Information given:
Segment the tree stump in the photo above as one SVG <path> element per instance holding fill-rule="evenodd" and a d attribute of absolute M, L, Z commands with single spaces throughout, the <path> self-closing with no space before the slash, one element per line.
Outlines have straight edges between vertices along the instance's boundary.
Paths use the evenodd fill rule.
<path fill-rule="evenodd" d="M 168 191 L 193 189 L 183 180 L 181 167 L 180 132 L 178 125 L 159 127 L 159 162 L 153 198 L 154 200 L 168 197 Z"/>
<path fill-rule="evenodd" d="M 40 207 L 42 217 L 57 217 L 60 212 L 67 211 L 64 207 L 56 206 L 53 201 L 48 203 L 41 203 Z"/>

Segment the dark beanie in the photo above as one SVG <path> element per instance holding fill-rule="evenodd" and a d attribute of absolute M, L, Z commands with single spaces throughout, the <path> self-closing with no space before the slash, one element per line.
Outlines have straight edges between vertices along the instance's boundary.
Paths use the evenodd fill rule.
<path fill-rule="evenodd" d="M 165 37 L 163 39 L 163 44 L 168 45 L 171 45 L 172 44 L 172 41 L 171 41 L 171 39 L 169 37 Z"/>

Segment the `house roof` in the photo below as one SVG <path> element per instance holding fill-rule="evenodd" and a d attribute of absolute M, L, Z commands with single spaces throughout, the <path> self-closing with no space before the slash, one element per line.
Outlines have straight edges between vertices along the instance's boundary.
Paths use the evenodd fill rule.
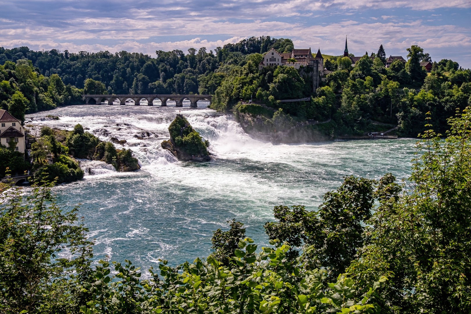
<path fill-rule="evenodd" d="M 282 59 L 289 59 L 291 57 L 291 53 L 288 52 L 286 53 L 280 53 L 280 56 L 281 56 Z"/>
<path fill-rule="evenodd" d="M 296 56 L 298 55 L 308 55 L 308 56 L 309 56 L 309 55 L 310 55 L 310 54 L 311 54 L 310 48 L 309 48 L 309 49 L 293 49 L 292 52 L 291 53 L 291 54 Z"/>
<path fill-rule="evenodd" d="M 324 57 L 322 56 L 322 54 L 321 53 L 320 48 L 317 50 L 317 54 L 316 55 L 316 59 L 324 59 Z"/>
<path fill-rule="evenodd" d="M 394 60 L 396 60 L 396 59 L 397 59 L 397 60 L 401 60 L 401 61 L 402 61 L 403 62 L 404 62 L 405 63 L 406 62 L 407 62 L 407 60 L 406 60 L 405 59 L 404 59 L 404 58 L 403 58 L 400 56 L 390 56 L 388 58 L 388 60 L 386 60 L 386 63 L 387 63 L 388 62 L 390 62 L 391 63 L 392 63 L 393 62 L 394 62 Z"/>
<path fill-rule="evenodd" d="M 351 56 L 350 57 L 350 59 L 352 60 L 352 63 L 357 63 L 357 62 L 358 62 L 358 60 L 360 60 L 363 57 L 363 56 Z M 374 60 L 374 56 L 370 56 L 369 58 L 371 60 Z"/>
<path fill-rule="evenodd" d="M 0 109 L 0 122 L 10 122 L 10 121 L 16 122 L 18 121 L 6 110 Z"/>
<path fill-rule="evenodd" d="M 0 137 L 22 137 L 24 136 L 23 133 L 13 127 L 10 127 L 0 134 Z"/>

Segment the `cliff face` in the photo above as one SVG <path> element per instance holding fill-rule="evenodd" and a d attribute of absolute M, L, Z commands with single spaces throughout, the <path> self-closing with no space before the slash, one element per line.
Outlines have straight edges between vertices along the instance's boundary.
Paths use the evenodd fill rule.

Exercise details:
Render every line of the listing above as a JSON list of strings, one string per line, skipping blank lines. Leave the pictures out.

Solution:
[
  "Segment the tree stump in the photo above as one SVG <path> element per instance holding fill-rule=\"evenodd\" and a d attribute of absolute M, L, Z commands with single spaces throughout, the <path> self-closing with no space before the slash, one element per line.",
  "Outlines have straight edges between vertices along the instance's boundary.",
  "Paths use the evenodd fill rule.",
  "<path fill-rule=\"evenodd\" d=\"M 168 191 L 193 189 L 183 180 L 181 167 L 180 132 L 178 125 L 159 127 L 159 162 L 153 198 L 154 200 L 168 197 Z\"/>",
  "<path fill-rule=\"evenodd\" d=\"M 40 207 L 42 217 L 57 217 L 60 212 L 67 211 L 64 207 L 56 206 L 53 201 L 48 203 L 41 203 Z\"/>",
  "Segment the dark beanie in the photo above as one SVG <path> element per instance holding fill-rule=\"evenodd\" and a d attribute of absolute M, L, Z commands with single spaces throughout, the <path> self-closing with no space before the slash, one element per line.",
  "Outlines have straight edges between vertices along the instance's boundary.",
  "Paths use the evenodd fill rule.",
  "<path fill-rule=\"evenodd\" d=\"M 165 37 L 163 39 L 163 44 L 168 45 L 171 45 L 172 44 L 172 41 L 171 41 L 171 39 L 169 37 Z\"/>",
  "Segment the `house roof` in the photo below as one SVG <path> element per instance holding fill-rule=\"evenodd\" and a d attribute of absolute M, L, Z commands with single spaces throughout, the <path> self-closing with no space before the slash, one element per line.",
  "Outlines have straight edges between vertices along the instance's boundary.",
  "Paths use the evenodd fill rule.",
  "<path fill-rule=\"evenodd\" d=\"M 282 59 L 289 59 L 291 57 L 291 53 L 288 52 L 286 53 L 280 53 L 280 56 L 281 56 Z\"/>",
  "<path fill-rule=\"evenodd\" d=\"M 296 56 L 298 55 L 308 55 L 308 56 L 309 56 L 309 55 L 310 55 L 310 54 L 311 54 L 310 48 L 309 48 L 309 49 L 293 49 L 292 52 L 291 53 L 291 54 Z\"/>",
  "<path fill-rule=\"evenodd\" d=\"M 324 57 L 322 56 L 322 54 L 321 53 L 320 48 L 317 50 L 317 54 L 316 55 L 316 59 L 324 59 Z\"/>",
  "<path fill-rule=\"evenodd\" d=\"M 394 60 L 396 60 L 396 59 L 397 59 L 397 60 L 401 60 L 401 61 L 402 61 L 403 62 L 404 62 L 405 63 L 406 62 L 407 62 L 407 60 L 406 60 L 405 59 L 404 59 L 404 58 L 403 58 L 400 56 L 390 56 L 388 58 L 388 60 L 386 60 L 386 63 L 387 63 L 388 62 L 390 62 L 391 63 L 392 63 L 393 62 L 394 62 Z\"/>",
  "<path fill-rule=\"evenodd\" d=\"M 351 56 L 350 57 L 350 59 L 352 60 L 352 63 L 357 63 L 357 62 L 358 62 L 358 60 L 360 60 L 363 57 L 363 56 Z M 374 60 L 374 56 L 370 56 L 369 58 L 371 60 Z\"/>",
  "<path fill-rule=\"evenodd\" d=\"M 0 109 L 0 122 L 10 122 L 10 121 L 16 122 L 18 121 L 6 110 Z\"/>",
  "<path fill-rule=\"evenodd\" d=\"M 0 137 L 22 137 L 24 136 L 23 133 L 13 127 L 10 127 L 0 134 Z\"/>",
  "Segment the `cliff face` in the photo above as one SVG <path> element per instance holding fill-rule=\"evenodd\" and a d attribute of absolute M, L, Z commands with single spaces throughout, the <path> self-closing with no space before the slash, one element per line.",
  "Outlines have straight edges between vertices along the instance's boundary.",
  "Paths use the evenodd fill rule."
]